▶ Written task: Will you quote only the lines starting at the one that contains "of the building" and ending with the last line of the listing below, inclusive?

▶ Point annotations for photos:
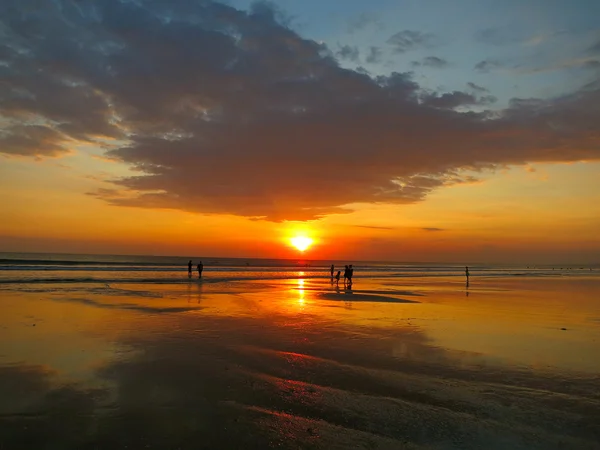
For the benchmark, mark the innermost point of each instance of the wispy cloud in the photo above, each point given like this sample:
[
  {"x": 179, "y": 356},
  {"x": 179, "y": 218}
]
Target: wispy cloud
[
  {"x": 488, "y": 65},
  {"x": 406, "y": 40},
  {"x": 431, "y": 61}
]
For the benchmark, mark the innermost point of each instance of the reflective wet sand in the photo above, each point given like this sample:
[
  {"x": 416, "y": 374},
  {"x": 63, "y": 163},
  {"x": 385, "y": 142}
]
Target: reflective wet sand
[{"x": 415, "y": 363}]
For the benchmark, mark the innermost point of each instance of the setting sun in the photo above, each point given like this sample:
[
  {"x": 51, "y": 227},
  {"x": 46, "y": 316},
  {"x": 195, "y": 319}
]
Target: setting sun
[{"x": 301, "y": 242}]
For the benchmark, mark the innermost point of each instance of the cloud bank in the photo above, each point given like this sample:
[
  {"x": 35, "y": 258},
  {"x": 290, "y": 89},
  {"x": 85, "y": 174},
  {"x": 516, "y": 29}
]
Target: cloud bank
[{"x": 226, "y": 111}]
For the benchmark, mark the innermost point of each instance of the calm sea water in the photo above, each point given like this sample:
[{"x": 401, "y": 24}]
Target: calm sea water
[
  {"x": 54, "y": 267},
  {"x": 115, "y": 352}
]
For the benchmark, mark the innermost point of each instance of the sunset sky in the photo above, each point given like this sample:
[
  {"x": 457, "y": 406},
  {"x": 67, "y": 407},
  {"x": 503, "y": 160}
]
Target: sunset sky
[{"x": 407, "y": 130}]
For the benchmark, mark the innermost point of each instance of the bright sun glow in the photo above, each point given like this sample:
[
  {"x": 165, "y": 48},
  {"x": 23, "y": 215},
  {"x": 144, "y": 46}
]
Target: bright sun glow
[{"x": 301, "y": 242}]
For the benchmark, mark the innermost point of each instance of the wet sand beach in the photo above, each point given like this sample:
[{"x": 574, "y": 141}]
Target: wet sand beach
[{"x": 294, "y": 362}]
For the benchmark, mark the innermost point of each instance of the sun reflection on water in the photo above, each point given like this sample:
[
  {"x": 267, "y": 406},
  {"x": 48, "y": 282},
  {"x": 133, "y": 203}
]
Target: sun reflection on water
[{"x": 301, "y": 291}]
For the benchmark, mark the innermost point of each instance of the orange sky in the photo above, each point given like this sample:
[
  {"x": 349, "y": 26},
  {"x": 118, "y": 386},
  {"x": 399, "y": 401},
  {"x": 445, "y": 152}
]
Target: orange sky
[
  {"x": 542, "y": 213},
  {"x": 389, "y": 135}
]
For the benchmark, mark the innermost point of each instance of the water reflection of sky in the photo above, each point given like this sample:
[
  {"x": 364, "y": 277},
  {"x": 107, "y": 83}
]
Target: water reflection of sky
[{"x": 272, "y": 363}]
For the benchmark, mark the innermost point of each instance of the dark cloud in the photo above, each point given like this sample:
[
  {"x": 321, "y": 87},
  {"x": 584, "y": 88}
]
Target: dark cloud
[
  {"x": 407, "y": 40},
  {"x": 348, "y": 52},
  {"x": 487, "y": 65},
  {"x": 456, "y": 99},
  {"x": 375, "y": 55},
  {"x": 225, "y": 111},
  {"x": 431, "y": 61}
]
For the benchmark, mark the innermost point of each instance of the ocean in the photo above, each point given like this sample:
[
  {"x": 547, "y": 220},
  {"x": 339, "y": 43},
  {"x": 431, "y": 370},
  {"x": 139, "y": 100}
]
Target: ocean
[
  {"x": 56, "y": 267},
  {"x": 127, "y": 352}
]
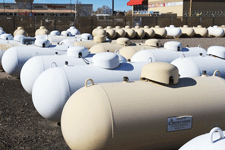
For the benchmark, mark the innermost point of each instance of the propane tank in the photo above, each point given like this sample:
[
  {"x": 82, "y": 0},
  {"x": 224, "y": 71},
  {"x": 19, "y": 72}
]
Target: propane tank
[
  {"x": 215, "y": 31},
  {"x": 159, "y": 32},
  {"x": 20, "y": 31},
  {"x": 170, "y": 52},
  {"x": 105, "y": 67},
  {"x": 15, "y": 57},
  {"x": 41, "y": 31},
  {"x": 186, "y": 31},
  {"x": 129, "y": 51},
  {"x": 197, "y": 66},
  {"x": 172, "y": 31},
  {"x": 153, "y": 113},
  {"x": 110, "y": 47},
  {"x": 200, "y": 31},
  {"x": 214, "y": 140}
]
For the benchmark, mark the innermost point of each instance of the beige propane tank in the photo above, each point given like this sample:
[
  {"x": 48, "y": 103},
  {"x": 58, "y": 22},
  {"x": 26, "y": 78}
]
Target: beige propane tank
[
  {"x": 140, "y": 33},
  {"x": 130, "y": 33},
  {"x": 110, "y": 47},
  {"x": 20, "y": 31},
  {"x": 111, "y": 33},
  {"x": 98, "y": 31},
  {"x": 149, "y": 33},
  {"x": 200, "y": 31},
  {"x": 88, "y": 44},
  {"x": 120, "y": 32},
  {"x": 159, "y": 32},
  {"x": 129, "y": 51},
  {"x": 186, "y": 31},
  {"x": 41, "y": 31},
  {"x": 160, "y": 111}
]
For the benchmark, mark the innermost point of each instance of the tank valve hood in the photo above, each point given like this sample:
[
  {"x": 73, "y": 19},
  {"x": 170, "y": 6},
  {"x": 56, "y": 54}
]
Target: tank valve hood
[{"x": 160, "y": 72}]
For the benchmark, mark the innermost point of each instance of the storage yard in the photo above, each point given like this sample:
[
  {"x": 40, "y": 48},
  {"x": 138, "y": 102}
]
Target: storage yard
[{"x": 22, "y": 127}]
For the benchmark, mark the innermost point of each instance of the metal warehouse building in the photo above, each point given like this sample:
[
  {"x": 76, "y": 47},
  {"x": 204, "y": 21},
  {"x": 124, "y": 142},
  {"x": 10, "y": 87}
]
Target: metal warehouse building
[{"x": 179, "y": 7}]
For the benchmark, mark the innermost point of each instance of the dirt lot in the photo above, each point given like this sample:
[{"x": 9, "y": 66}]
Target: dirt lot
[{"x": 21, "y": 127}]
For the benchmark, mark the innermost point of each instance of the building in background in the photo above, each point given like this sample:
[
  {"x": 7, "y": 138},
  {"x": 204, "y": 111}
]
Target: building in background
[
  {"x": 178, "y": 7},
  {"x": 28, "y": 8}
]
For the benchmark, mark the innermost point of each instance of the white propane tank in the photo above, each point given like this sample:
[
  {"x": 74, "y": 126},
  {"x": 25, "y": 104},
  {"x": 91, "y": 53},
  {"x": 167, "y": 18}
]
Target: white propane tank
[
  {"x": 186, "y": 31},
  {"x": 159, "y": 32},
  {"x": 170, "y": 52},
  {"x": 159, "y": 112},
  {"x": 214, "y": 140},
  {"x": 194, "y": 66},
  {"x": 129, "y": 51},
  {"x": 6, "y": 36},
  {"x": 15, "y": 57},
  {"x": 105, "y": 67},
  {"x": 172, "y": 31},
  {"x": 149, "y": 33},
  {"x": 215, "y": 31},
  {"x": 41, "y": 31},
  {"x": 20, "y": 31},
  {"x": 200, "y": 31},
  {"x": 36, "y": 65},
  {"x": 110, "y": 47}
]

▶ Answer to this exercise:
For the benchmark, mark the innermost point of each instance of the building in background in the photo above, each point given like this sample:
[
  {"x": 7, "y": 138},
  {"x": 204, "y": 111}
]
Target: building in background
[
  {"x": 178, "y": 7},
  {"x": 28, "y": 8}
]
For the benchmark, mark the innermost point of each instance of the white propane tank in the photo above, each point given like this sample:
[
  {"x": 74, "y": 126},
  {"x": 25, "y": 104},
  {"x": 91, "y": 53},
  {"x": 167, "y": 18}
]
Target: white propane tank
[
  {"x": 186, "y": 31},
  {"x": 159, "y": 32},
  {"x": 170, "y": 52},
  {"x": 159, "y": 112},
  {"x": 214, "y": 140},
  {"x": 194, "y": 66},
  {"x": 129, "y": 51},
  {"x": 6, "y": 36},
  {"x": 15, "y": 57},
  {"x": 105, "y": 67},
  {"x": 172, "y": 31},
  {"x": 149, "y": 33},
  {"x": 215, "y": 31},
  {"x": 41, "y": 31},
  {"x": 20, "y": 31},
  {"x": 200, "y": 31},
  {"x": 36, "y": 65},
  {"x": 110, "y": 47}
]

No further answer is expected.